ÉNONCÉ 1
Relevez tous les noms propres de personnes et de lieux qui apparaissent dans le passage consacré à Juan Ponce de Léon.

TEXTE PROPOSÉ
|---|

La première victime de l’acte de foi du 24 septembre 1559 était le fils du comte de Baolen, Juan Ponce de Léon. Sa bienfaisance sans faste l’avait rendu populaire. Depuis sa conversion aux doctrines de la réforme, il vivait dans une maison retirée, qu’il ne quittait que pour aller hors de la ville visiter le champ où l’inquisition faisait exécuter ses arrêts. D’un caractère mélancolique, il avait peut-être un pressentiment de sa fin prochaine, et il allait méditer en face de ce brûloir (quemadero) où lui-même devait monter. Dans les prisons du saint-office, il eut un moment de faiblesse ; il céda aux instances d’un confesseur opiniâtre. Par ce fait seul, il était réconcilié à l’église ; mais la veille du triomphe il refusa la confession et déclara hautement sa foi. Il mourut par le feu, et dans le procès-verbal de la cérémonie on voit qu’il avait persisté jusqu’au bout dans les opinions luthériennes : Juan Ponce de Léon, quemado por herege luderano pertinaz. Raymundo Gonzalez de Montés, écrivain protestant, a consigné l’histoire de Juan Ponce de Léon, qu’il avait personnellement connu, dans le récit qu’il a fait des actes de foi de Séville.

|---|

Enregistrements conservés
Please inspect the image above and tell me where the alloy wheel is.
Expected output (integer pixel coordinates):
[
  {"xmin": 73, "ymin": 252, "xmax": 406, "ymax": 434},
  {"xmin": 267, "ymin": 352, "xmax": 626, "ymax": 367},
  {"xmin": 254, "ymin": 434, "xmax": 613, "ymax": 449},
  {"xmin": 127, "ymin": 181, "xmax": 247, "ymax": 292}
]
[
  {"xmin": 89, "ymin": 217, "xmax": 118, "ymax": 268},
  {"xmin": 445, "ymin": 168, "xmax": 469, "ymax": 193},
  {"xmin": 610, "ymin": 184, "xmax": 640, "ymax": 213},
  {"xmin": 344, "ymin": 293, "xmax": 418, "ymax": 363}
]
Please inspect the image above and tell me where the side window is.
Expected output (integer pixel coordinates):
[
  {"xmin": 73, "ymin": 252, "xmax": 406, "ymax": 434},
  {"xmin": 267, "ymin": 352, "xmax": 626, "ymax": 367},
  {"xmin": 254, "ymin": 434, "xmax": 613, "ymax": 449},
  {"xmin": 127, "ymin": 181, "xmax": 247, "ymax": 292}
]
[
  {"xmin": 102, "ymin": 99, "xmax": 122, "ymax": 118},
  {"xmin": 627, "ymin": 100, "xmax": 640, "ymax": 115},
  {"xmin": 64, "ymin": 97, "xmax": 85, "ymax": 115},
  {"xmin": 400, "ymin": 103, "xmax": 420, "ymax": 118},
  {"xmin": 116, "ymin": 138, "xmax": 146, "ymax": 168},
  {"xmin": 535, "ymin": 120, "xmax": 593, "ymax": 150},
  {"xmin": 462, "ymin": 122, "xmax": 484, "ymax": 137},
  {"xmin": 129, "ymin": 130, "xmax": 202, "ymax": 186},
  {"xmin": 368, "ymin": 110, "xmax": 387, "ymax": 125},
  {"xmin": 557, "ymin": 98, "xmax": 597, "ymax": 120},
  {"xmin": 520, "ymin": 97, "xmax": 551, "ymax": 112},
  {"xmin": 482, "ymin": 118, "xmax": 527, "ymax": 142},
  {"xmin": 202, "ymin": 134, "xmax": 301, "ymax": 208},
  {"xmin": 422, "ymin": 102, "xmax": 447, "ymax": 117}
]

|---|

ÉNONCÉ 2
Recopiez à l'identique les lignes des enregistrements, en commençant par celle qui contient « Please inspect the image above and tell me where the side » et en allant jusqu'à la fin des enregistrements, ces deux bornes comprises.

CORRIGÉ 1
- Juan Ponce de Léon
- Baolen (dans « comte de Baolen »)
- Raymundo Gonzalez de Montés
- Séville

CORRIGÉ 2
Please inspect the image above and tell me where the side window is.
Expected output (integer pixel coordinates):
[
  {"xmin": 73, "ymin": 252, "xmax": 406, "ymax": 434},
  {"xmin": 267, "ymin": 352, "xmax": 626, "ymax": 367},
  {"xmin": 254, "ymin": 434, "xmax": 613, "ymax": 449},
  {"xmin": 127, "ymin": 181, "xmax": 247, "ymax": 292}
]
[
  {"xmin": 102, "ymin": 99, "xmax": 122, "ymax": 118},
  {"xmin": 627, "ymin": 100, "xmax": 640, "ymax": 115},
  {"xmin": 64, "ymin": 97, "xmax": 85, "ymax": 115},
  {"xmin": 400, "ymin": 103, "xmax": 420, "ymax": 118},
  {"xmin": 116, "ymin": 138, "xmax": 146, "ymax": 168},
  {"xmin": 535, "ymin": 120, "xmax": 593, "ymax": 150},
  {"xmin": 462, "ymin": 122, "xmax": 484, "ymax": 137},
  {"xmin": 129, "ymin": 130, "xmax": 202, "ymax": 186},
  {"xmin": 368, "ymin": 110, "xmax": 387, "ymax": 125},
  {"xmin": 557, "ymin": 98, "xmax": 597, "ymax": 120},
  {"xmin": 520, "ymin": 97, "xmax": 551, "ymax": 112},
  {"xmin": 482, "ymin": 118, "xmax": 527, "ymax": 142},
  {"xmin": 202, "ymin": 134, "xmax": 301, "ymax": 208},
  {"xmin": 422, "ymin": 102, "xmax": 447, "ymax": 117}
]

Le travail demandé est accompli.